East Washington ponders recommendations in police study
A police cruiser sits in front of the East Washington Borough building Wednesday.
Mike Jones / Observer-Reporter
Order a Print
An independent study examining East Washington’s embattled police department suggests updating equipment and increasing the chief’s administrative duties, but stops short of recommending the borough outsource its police protection to a neighboring community. The police study was presented to East Washington Council during the borough’s Tuesday night special meeting, and municipal officials now must ponder whether to take action on the recommendations.
The study, requested by the council earlier this year and conducted by Peters Township police Chief Harry Fruecht, offers both positive and negative remarks about merging the department with another, but gives no details or financial information on how to conduct the process.
Instead, it mainly focuses on how to improve the current police department by updating equipment, improving its structure, defining a mission statement and expanding the acting police chief’s powers. East Washington Mayor Mark Pacilla would not speculate on what, if any, recommendations borough officials would consider and did not have a timeline on the process.
“It would be irresponsible not to look at it and take it seriously,” Pacilla said. “There are some hard choices that we’ll have to make sooner or later.”
The study alludes to – but does not specifically address – the criminal activity of former chief Donald Solomon, who pleaded guilty earlier this year to three counts of extortion. Solomon was sentenced to more than 11 years in federal prison for offering to help protect drug dealers, who were really undercover FBI agents, exchange what he thought was cocaine on two separate occasions in 2011.
Since then, the police department has been under the supervision of Mark Griffith in his role as acting police chief. The study concludes that the police chief should have more control over the department budget and be more involved with training. The borough spends about $200,000 a year – more than 25 percent of its annual budget – on police protection and employs 16 part-time officers.
Although the report gives only bullet points for outsourcing its police protection to another community, it acknowledges the department “lacks flexibility” and needs to change in order to survive.
------
PROBLEMS TO WORK ON
(1) Name every person mentioned by name in the article on the East Washington police study.
(2) From the article on the East Washington police study, reproduce the passage word for word, starting with "Instead, it mainly" and going on through "on the process.".
The records after this text are not needed for any of the work.

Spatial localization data
------
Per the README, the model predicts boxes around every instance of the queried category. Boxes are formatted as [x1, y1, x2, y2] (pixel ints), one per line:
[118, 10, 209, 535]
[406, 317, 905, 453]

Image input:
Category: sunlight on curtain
------
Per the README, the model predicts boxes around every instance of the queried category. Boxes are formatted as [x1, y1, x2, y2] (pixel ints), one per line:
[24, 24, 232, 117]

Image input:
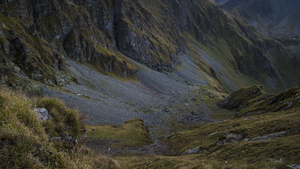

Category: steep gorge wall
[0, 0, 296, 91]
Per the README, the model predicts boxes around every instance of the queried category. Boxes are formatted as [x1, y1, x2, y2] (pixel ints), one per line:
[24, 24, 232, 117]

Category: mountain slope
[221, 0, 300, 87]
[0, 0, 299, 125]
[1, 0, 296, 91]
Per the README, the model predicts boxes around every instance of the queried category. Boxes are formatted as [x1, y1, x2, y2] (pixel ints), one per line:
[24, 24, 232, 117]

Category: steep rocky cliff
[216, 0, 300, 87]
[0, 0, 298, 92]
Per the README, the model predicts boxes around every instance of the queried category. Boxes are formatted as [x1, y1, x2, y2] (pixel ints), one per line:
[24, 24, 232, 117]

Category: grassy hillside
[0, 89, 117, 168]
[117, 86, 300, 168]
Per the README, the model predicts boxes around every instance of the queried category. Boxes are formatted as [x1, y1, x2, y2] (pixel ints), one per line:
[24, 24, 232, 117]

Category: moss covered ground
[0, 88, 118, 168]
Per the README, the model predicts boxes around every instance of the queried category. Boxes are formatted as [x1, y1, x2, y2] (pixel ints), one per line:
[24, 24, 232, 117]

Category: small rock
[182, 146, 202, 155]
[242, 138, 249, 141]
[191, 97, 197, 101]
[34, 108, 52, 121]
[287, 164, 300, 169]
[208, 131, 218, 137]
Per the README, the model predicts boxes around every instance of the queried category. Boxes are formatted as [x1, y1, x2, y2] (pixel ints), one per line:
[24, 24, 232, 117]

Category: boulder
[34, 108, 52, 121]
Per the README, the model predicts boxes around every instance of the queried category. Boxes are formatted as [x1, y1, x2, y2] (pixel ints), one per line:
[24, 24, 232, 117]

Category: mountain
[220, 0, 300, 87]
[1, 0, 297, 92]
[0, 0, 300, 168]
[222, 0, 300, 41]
------
RESULTS FOR EACH TASK
(1) Mike Jones, Harry Fruecht, Mark Pacilla, Donald Solomon, Mark Griffith

(2)
Instead, it mainly focuses on how to improve the current police department by updating equipment, improving its structure, defining a mission statement and expanding the acting police chief’s powers. East Washington Mayor Mark Pacilla would not speculate on what, if any, recommendations borough officials would consider and did not have a timeline on the process.